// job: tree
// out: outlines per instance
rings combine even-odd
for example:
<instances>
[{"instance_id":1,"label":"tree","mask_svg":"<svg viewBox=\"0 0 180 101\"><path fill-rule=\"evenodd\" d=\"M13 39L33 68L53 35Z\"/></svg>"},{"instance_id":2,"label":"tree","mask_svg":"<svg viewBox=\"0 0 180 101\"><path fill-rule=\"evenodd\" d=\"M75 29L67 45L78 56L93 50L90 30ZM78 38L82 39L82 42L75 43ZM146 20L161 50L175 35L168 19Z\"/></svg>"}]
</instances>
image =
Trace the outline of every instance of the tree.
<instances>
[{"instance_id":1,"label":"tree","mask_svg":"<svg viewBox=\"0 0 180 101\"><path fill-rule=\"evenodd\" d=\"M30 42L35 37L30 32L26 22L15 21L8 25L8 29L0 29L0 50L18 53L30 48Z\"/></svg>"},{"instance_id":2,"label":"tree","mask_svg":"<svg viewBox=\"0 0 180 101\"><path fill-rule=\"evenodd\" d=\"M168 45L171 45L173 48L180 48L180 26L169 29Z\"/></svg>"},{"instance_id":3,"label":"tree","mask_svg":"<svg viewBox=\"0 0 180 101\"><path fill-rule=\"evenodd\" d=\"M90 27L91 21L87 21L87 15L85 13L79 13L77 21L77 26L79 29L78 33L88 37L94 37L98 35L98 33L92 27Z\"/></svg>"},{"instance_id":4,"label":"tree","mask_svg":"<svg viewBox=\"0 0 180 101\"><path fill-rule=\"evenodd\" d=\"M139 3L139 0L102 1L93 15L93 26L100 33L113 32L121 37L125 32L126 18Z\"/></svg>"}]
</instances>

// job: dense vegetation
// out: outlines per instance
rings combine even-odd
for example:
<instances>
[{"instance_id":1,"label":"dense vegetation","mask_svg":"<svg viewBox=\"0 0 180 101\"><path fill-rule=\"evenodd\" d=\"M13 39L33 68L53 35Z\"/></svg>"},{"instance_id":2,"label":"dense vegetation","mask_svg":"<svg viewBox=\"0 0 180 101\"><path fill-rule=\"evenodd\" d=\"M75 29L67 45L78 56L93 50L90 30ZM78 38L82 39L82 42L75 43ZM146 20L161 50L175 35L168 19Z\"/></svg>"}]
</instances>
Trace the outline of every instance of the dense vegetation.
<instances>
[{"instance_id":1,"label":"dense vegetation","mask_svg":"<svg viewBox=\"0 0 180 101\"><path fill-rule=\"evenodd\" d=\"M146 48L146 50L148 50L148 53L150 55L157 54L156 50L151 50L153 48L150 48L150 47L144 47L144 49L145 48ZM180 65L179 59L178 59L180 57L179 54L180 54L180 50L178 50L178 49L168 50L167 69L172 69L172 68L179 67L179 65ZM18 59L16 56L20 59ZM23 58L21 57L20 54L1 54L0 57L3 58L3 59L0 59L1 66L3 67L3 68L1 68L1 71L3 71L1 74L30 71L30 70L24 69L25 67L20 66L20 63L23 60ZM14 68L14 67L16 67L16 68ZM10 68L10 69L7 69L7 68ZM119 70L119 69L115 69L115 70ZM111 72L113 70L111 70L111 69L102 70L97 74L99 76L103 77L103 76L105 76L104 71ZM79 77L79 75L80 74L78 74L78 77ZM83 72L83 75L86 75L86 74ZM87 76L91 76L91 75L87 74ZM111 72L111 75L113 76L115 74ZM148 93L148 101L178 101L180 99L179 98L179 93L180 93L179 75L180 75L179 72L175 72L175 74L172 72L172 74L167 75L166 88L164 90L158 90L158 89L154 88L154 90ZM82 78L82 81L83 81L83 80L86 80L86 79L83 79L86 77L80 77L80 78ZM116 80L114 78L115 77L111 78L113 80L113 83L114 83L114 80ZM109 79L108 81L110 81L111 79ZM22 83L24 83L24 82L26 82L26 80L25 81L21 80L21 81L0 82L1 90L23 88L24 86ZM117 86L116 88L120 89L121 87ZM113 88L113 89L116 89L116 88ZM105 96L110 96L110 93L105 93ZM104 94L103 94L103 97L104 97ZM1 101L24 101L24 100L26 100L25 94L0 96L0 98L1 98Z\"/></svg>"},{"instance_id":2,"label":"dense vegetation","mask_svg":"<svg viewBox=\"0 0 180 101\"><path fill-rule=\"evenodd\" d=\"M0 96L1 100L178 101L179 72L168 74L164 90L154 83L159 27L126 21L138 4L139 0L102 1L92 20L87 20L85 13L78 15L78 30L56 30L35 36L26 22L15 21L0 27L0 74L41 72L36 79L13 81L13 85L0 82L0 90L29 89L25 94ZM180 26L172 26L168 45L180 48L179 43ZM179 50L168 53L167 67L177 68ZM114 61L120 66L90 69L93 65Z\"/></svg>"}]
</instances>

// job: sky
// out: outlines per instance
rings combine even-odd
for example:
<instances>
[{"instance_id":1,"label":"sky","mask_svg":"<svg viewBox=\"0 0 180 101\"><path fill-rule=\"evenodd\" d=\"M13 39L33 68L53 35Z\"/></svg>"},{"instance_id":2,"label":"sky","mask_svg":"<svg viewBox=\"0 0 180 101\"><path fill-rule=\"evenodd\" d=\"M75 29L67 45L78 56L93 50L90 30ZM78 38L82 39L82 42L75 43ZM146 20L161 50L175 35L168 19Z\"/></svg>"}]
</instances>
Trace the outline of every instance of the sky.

★ ★ ★ ★ ★

» Requirements
Copy all the records above precisely.

» Answer to this task
// job: tree
// out: outlines per instance
rings combine even-odd
for example:
<instances>
[{"instance_id":1,"label":"tree","mask_svg":"<svg viewBox=\"0 0 180 101\"><path fill-rule=\"evenodd\" d=\"M13 39L33 68L53 35Z\"/></svg>"},{"instance_id":2,"label":"tree","mask_svg":"<svg viewBox=\"0 0 180 101\"><path fill-rule=\"evenodd\" d=\"M75 29L67 45L78 56L93 50L90 30ZM78 38L82 39L82 42L75 43ZM146 20L161 50L175 35L168 19Z\"/></svg>"}]
</instances>
image =
Trace the outline of every instance of the tree.
<instances>
[{"instance_id":1,"label":"tree","mask_svg":"<svg viewBox=\"0 0 180 101\"><path fill-rule=\"evenodd\" d=\"M30 42L35 37L30 32L26 22L15 21L8 25L8 29L0 29L0 50L18 53L30 48Z\"/></svg>"},{"instance_id":2,"label":"tree","mask_svg":"<svg viewBox=\"0 0 180 101\"><path fill-rule=\"evenodd\" d=\"M168 45L171 45L173 48L180 48L180 26L169 29Z\"/></svg>"},{"instance_id":3,"label":"tree","mask_svg":"<svg viewBox=\"0 0 180 101\"><path fill-rule=\"evenodd\" d=\"M90 27L91 21L87 21L87 15L85 13L79 13L77 21L77 26L79 29L78 33L88 37L94 37L98 35L98 33L92 27Z\"/></svg>"},{"instance_id":4,"label":"tree","mask_svg":"<svg viewBox=\"0 0 180 101\"><path fill-rule=\"evenodd\" d=\"M139 3L139 0L102 1L93 15L93 26L100 33L113 32L121 37L125 32L126 18Z\"/></svg>"}]
</instances>

// job: dense vegetation
// out: outlines per instance
rings combine even-odd
for example:
<instances>
[{"instance_id":1,"label":"dense vegetation","mask_svg":"<svg viewBox=\"0 0 180 101\"><path fill-rule=\"evenodd\" d=\"M13 39L33 68L53 35Z\"/></svg>"},{"instance_id":2,"label":"dense vegetation","mask_svg":"<svg viewBox=\"0 0 180 101\"><path fill-rule=\"evenodd\" d=\"M75 29L67 45L78 56L93 50L90 30ZM78 38L82 39L82 42L75 43ZM146 20L161 50L175 35L168 19Z\"/></svg>"}]
</instances>
Trace the outline of every instance of the dense vegetation.
<instances>
[{"instance_id":1,"label":"dense vegetation","mask_svg":"<svg viewBox=\"0 0 180 101\"><path fill-rule=\"evenodd\" d=\"M146 48L146 50L148 50L148 53L150 55L157 54L156 50L151 50L153 48L150 48L150 47L144 47L144 49L145 48ZM180 65L179 59L178 59L180 57L179 54L180 54L180 50L178 50L178 49L168 50L167 69L172 69L172 68L179 67L179 65ZM18 59L16 56L20 59ZM23 58L21 57L20 54L1 54L0 57L3 58L3 59L0 59L1 66L3 67L3 68L1 68L1 71L3 71L1 74L30 71L30 70L24 69L25 67L20 66L20 63L23 60ZM14 68L14 67L16 67L16 68ZM10 68L10 69L7 69L7 68ZM119 70L119 69L115 69L115 70ZM111 72L113 70L111 70L111 69L102 70L97 74L99 76L103 77L103 76L105 76L104 71ZM79 77L79 75L80 74L78 74L78 77ZM83 72L83 75L86 75L86 74ZM87 76L91 76L91 75L87 74ZM111 72L111 75L113 76L115 74ZM148 93L148 101L178 101L180 99L179 98L179 93L180 93L179 75L180 75L179 72L175 72L175 74L172 72L172 74L167 75L166 88L164 90L158 90L158 89L154 88L154 90ZM82 78L82 81L83 81L83 80L86 80L86 79L83 79L86 77L80 77L80 78ZM116 80L114 78L115 77L111 78L113 80L113 83L114 83L114 80ZM109 79L108 81L110 81L111 79ZM22 83L24 83L24 82L26 82L26 80L25 81L21 80L21 81L0 82L1 90L23 88L24 86ZM117 86L116 88L120 89L121 87ZM113 88L113 89L116 89L116 88ZM105 96L110 96L110 93L105 93ZM104 94L103 94L103 97L104 97ZM1 101L24 101L24 100L26 100L25 94L0 96L0 98L1 98Z\"/></svg>"},{"instance_id":2,"label":"dense vegetation","mask_svg":"<svg viewBox=\"0 0 180 101\"><path fill-rule=\"evenodd\" d=\"M0 96L1 100L178 101L179 72L168 74L164 90L154 83L159 27L126 21L138 4L139 0L102 1L92 20L87 20L85 13L78 15L78 30L56 30L35 36L26 22L15 21L0 27L0 74L41 72L36 79L13 81L13 85L0 82L0 90L29 89L25 94ZM180 26L172 26L168 45L180 48L179 43ZM179 50L168 53L167 67L177 68ZM114 61L120 66L90 69L93 65Z\"/></svg>"}]
</instances>

// job: sky
// out: outlines per instance
rings combine even-odd
for example:
<instances>
[{"instance_id":1,"label":"sky","mask_svg":"<svg viewBox=\"0 0 180 101\"><path fill-rule=\"evenodd\" d=\"M13 39L33 68L53 35Z\"/></svg>"},{"instance_id":2,"label":"sky","mask_svg":"<svg viewBox=\"0 0 180 101\"><path fill-rule=\"evenodd\" d=\"M75 29L67 45L78 56L93 50L90 30ZM78 38L82 39L82 42L75 43ZM146 20L161 50L175 35L168 19Z\"/></svg>"}]
</instances>
Trace the outline of every instance of the sky.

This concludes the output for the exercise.